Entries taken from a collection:
● ● ● ● ●

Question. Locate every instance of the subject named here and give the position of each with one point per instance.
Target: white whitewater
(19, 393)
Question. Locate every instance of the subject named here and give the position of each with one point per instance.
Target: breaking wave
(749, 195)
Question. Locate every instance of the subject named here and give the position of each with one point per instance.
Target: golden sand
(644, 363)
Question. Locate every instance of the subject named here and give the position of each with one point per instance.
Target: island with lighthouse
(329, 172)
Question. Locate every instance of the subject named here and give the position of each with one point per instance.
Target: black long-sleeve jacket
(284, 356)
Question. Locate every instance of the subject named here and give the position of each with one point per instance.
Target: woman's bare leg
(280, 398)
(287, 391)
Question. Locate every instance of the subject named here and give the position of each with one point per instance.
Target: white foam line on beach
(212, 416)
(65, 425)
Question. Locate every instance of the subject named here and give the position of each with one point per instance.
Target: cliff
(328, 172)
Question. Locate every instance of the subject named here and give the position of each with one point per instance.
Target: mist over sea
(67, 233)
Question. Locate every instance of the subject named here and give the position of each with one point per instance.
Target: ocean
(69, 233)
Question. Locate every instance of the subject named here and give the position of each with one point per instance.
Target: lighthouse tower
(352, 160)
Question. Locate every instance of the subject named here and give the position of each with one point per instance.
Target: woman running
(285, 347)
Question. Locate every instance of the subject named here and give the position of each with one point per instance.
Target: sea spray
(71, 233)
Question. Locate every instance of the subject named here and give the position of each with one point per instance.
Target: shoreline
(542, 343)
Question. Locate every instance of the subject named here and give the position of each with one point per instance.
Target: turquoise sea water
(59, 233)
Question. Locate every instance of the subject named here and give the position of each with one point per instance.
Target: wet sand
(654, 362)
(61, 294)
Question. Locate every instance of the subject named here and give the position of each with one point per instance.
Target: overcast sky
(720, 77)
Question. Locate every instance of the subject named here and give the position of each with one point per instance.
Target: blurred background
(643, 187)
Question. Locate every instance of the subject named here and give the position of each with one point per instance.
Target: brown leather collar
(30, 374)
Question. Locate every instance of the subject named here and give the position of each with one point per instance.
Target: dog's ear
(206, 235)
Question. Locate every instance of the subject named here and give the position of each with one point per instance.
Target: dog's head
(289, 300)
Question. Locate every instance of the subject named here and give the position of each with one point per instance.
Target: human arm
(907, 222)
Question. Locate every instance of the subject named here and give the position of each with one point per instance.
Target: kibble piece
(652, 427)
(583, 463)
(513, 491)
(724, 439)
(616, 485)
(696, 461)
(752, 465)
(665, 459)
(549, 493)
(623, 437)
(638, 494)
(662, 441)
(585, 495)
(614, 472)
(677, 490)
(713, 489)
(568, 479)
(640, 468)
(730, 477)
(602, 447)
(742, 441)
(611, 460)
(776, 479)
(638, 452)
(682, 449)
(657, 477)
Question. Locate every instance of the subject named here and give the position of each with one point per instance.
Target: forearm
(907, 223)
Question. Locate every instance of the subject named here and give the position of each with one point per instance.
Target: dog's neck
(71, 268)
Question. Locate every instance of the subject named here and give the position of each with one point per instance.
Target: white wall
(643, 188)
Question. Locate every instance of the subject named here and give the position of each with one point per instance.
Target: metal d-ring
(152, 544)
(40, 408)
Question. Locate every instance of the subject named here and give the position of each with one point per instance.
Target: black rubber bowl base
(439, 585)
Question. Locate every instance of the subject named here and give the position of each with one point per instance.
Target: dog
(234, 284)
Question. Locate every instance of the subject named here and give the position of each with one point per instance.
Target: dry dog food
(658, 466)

● ● ● ● ●

## Work to do
Nothing may be left out: return each entry exactly as it reads.

## Problem solution
Question. Locate every instance of the subject named here and give the position of each with one point per instance.
Target: white whitewater
(19, 393)
Question. Locate every instance of the subject named here and give the position of each with one point per instance.
Target: breaking wave
(749, 195)
Question. Locate every instance of the subject named here and give the position of each with one point per instance.
Target: golden sand
(644, 363)
Question. Locate every instance of the subject named here and give the position of each with one point per instance.
Target: island with lighthouse
(329, 172)
Question. Locate every instance of the subject named here and give the position of each with one point per instance.
Target: black long-sleeve jacket
(284, 356)
Question. Locate every instance of the subject named here and give the position of each with one point per instance.
Target: woman's bare leg
(280, 398)
(287, 391)
Question. Locate every instance of the subject named here and give the position of each with one point per instance.
Target: white foam line on beach
(212, 416)
(65, 425)
Question. Locate every instance of the subject named here and give the position of each with one point per instance.
Target: cliff
(328, 172)
Question. Locate every instance of the subject named here and give the position of each with one point per instance.
Target: mist over sea
(67, 233)
Question. Locate every instance of the subject named here and give the position of each with one point per instance.
Target: ocean
(69, 233)
Question. Locate every instance of the subject named here and give the position of each with one point per instance.
Target: lighthouse tower
(352, 160)
Question. Locate every instance of the subject named here and give the position of each with one point per instance.
Target: woman running
(285, 347)
Question. Locate every instance of the subject named here and give the position of each with one point per instance.
Target: sea spray
(71, 233)
Question. Locate every instance of the subject named here and give the position of each with one point per instance.
Target: shoreline
(542, 343)
Question. Locate every instance of the subject named here and give the position of each with one point per instance.
Target: turquoise sea water
(59, 233)
Question. Locate every instance of the subject named here and give the position of each with one point per instance.
Target: wet sand
(654, 362)
(61, 294)
Question. Locate every instance of the subject named here and give the position of each with one point per instance.
Target: overcast sky
(720, 77)
Question. Locate every instance of the subject named here and give the position of each with one point per instance.
Target: blurred background
(643, 187)
Question. Locate every instance of the subject named here and give the position of each with one point per instance.
Target: brown leather collar
(30, 374)
Question. Locate every instance of the subject named here and give the position of each with one point per instance.
Target: dog's ear
(206, 235)
Question. Locate every instance of the subject named here and give the position of each with one point per instance.
Target: dog's head
(289, 300)
Question. Locate every instance of the subject named here and give the position of each with one point per instance.
Target: human arm
(907, 222)
Question. Locate every instance of the subject named here and give the position of each with one point per instance.
Target: kibble piece
(652, 427)
(583, 463)
(513, 491)
(724, 439)
(616, 485)
(696, 461)
(752, 465)
(665, 459)
(549, 493)
(623, 437)
(638, 494)
(662, 441)
(585, 495)
(614, 472)
(677, 490)
(713, 489)
(568, 479)
(640, 468)
(730, 477)
(602, 447)
(742, 441)
(611, 460)
(776, 479)
(638, 452)
(682, 449)
(657, 477)
Question. Locate every instance of the subject named here and give the position of each with one point per instance.
Target: forearm
(907, 223)
Question. Locate every instance of the subject named here and give the position of each with one point per instance.
Target: dog's neck
(71, 268)
Question. Locate every instance of the subject named here and give the position of each with one point per instance.
Target: white wall
(643, 188)
Question. Locate every instance of the subject named here and give the position of each with one point per instance.
Target: metal d-ring
(152, 544)
(40, 408)
Question. Locate every instance of the subject named here and give the position of each with one point per instance.
Target: black rubber bowl base
(439, 585)
Question. Locate every instance of the subject named here and give the position of each with one point per instance.
Target: dog
(234, 284)
Question. Locate every instance of the subject named here and give the position of each with one point per instance.
Target: dry dog food
(658, 466)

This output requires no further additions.